(Material to process Opens)

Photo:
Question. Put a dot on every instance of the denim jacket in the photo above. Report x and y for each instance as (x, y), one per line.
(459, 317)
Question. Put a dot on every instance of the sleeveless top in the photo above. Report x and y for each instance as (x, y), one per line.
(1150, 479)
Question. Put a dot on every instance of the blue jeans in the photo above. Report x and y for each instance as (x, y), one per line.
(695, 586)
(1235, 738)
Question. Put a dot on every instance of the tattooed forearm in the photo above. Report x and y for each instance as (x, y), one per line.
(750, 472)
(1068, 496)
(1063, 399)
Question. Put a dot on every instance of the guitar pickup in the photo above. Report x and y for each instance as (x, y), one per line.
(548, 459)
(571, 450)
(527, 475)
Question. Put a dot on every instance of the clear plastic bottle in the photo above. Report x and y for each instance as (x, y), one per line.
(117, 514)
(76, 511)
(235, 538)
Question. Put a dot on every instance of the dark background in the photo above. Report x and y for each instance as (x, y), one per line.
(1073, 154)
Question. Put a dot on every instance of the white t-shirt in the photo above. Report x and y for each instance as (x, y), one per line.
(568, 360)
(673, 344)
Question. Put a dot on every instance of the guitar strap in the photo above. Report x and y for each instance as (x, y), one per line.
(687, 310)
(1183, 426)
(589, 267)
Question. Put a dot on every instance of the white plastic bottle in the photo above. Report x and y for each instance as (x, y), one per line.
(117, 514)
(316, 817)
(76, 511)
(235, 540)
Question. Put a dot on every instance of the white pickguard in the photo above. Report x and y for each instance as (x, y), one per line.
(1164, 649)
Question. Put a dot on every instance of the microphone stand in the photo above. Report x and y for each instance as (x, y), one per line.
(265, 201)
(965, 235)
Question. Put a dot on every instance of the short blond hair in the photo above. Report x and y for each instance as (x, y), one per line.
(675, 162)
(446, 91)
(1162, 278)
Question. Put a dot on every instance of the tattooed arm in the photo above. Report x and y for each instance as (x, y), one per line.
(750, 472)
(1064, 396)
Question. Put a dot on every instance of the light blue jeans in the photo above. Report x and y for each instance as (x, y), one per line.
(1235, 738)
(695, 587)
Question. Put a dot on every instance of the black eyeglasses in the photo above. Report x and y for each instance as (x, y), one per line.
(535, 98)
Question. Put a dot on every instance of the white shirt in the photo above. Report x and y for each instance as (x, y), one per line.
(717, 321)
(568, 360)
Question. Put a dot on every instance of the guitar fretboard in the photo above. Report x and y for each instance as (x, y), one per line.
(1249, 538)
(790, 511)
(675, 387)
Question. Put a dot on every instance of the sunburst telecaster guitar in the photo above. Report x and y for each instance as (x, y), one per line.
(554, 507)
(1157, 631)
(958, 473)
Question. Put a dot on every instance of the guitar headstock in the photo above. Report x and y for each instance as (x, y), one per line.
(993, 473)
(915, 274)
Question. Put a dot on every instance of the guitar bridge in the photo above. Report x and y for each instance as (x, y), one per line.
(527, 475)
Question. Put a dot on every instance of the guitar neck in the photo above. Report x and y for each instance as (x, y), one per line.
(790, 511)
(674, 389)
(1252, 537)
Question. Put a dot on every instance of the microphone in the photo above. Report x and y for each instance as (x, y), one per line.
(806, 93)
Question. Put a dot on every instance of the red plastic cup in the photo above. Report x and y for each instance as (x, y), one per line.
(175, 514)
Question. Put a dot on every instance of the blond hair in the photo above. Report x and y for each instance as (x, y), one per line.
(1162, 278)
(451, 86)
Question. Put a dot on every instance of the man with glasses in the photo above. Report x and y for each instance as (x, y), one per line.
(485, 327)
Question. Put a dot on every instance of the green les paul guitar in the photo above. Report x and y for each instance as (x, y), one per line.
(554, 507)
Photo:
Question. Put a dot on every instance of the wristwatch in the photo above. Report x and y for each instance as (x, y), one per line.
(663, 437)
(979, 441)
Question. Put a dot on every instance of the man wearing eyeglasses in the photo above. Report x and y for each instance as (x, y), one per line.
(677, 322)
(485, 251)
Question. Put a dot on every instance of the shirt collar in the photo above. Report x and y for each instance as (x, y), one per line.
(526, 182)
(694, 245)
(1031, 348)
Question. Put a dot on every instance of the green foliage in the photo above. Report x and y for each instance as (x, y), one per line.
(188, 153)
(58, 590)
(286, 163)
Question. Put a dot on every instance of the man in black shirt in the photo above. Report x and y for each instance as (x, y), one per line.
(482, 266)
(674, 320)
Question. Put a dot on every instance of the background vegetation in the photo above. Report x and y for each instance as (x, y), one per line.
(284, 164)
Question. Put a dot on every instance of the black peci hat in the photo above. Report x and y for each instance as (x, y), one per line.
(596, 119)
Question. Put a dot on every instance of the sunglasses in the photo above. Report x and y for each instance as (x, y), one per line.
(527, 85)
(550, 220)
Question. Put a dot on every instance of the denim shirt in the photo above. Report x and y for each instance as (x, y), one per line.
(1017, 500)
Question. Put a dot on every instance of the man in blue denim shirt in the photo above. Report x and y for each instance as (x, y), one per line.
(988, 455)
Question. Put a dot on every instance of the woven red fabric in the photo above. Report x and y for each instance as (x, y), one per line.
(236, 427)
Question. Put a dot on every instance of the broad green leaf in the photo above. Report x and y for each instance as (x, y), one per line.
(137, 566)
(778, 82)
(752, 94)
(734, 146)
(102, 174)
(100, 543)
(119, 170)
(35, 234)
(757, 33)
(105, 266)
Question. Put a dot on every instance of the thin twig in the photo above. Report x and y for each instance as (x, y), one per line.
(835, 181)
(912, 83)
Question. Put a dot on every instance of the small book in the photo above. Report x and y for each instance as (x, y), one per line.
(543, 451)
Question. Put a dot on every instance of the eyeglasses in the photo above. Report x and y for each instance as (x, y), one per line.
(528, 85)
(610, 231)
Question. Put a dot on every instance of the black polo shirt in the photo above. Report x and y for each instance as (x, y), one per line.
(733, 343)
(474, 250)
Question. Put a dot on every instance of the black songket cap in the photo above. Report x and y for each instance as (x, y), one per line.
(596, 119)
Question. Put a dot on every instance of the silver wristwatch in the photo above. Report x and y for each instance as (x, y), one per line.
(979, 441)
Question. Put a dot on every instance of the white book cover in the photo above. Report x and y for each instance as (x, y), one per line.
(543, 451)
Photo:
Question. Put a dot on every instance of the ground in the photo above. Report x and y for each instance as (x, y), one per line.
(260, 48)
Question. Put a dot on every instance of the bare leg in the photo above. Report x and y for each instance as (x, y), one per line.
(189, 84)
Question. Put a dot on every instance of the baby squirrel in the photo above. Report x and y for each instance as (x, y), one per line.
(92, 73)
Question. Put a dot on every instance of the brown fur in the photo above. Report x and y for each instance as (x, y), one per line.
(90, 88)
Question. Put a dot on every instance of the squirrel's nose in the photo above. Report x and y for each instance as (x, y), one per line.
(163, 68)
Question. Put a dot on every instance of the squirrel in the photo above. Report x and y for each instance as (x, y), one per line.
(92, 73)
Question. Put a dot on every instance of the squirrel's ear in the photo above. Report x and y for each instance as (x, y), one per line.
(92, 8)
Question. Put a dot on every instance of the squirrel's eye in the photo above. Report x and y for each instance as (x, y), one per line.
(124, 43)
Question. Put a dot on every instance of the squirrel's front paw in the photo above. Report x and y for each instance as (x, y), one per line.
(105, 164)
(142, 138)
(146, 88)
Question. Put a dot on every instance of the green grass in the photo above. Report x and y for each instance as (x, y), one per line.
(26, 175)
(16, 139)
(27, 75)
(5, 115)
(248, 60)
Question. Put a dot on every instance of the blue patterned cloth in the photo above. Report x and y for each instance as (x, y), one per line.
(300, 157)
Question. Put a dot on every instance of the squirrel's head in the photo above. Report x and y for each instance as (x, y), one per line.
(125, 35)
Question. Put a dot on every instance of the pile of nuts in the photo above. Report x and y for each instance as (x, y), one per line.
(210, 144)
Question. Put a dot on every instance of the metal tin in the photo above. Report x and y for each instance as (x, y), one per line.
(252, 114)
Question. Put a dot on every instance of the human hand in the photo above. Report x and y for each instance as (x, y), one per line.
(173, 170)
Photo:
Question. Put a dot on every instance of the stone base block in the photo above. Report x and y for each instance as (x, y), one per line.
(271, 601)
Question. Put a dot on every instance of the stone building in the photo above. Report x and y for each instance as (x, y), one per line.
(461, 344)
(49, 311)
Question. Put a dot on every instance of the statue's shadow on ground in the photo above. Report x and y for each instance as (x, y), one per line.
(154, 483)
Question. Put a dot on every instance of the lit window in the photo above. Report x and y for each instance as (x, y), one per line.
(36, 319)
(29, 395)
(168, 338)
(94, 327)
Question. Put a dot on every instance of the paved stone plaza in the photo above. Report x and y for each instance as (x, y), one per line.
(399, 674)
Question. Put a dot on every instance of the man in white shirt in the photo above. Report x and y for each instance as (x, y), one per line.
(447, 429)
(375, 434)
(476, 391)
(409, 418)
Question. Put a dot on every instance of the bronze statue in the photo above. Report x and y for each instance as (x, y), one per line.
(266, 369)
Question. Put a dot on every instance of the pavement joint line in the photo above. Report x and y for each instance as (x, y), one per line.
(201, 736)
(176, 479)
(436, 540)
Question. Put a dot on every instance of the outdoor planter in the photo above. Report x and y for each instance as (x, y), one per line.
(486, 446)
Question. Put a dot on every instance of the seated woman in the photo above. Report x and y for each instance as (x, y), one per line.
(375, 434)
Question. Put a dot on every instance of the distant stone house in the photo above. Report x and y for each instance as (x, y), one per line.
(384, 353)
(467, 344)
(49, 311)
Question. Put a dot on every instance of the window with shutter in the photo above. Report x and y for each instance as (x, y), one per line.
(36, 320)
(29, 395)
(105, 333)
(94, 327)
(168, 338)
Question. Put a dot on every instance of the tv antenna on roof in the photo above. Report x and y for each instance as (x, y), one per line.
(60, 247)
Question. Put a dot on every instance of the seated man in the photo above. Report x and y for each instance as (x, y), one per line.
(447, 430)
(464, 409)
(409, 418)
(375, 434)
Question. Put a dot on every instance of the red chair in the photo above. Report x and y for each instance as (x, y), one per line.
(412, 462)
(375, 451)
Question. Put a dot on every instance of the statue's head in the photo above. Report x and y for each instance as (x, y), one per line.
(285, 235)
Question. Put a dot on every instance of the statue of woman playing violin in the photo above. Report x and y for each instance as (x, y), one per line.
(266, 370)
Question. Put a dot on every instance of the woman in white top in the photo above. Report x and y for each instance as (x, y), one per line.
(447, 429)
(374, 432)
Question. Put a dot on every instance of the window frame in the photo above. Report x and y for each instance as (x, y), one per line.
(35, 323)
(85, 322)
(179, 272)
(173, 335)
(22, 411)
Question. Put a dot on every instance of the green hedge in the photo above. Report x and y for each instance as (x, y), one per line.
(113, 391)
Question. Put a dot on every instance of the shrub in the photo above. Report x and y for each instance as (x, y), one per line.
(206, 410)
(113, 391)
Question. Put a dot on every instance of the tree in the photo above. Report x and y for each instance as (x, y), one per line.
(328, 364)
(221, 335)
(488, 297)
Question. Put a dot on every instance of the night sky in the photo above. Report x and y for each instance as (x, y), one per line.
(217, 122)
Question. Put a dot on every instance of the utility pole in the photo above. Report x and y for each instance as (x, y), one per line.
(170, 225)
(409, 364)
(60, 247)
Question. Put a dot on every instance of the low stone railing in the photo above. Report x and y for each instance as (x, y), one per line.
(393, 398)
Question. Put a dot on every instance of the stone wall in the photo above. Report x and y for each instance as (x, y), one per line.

(Material to process Closes)

Find the line with "Question. Put a dot on every instance of the statue's head". Transcribe it and every line after it exactly, through the end of the records above, and nothing else.

Question. Put a dot on every instance of the statue's head in the photo above. Report x and y for each instance as (x, y), one per line.
(285, 235)
Question. Put a dot on every instance of the statue of woman playing violin in the photo above. Report x and y for each instance as (x, y), one per line.
(266, 370)
Question. Put a dot on every instance of the woman in white top in the photo above. Report x and y for each instance as (x, y), one per line.
(447, 429)
(374, 432)
Question. Put a dot on every instance of the window frame in the photo above. Report x and y for each instance as (x, y), one per line.
(35, 323)
(85, 322)
(179, 272)
(173, 335)
(22, 411)
Question. Put a dot on every instance of the green hedge in the photo above. Report x and y for each instance as (x, y), one per line.
(113, 391)
Question. Put a dot on every instance of the shrub in the photo above. Report x and y for each instance as (x, y), one per line.
(206, 410)
(113, 391)
Question. Put a dot on every instance of the tree in the photo above. Report x and y for each instance as (x, y), one per line.
(328, 364)
(221, 335)
(488, 297)
Question. Put a dot on every instance of the night sky in the photo above. Report x and y for each instance as (x, y), one per line.
(217, 122)
Question. Put a dot on every instance of the utility pole in the photo above. Report x and y for each instance as (x, y), one per line.
(170, 225)
(409, 364)
(60, 247)
Question. Put a dot on every instance of the low stone railing in the photo above. Report x and y for each instance as (x, y), one per line.
(393, 398)
Question. Put a dot on every instance of the stone wall in the photo above. Report x and y for each instance as (x, y), one per line.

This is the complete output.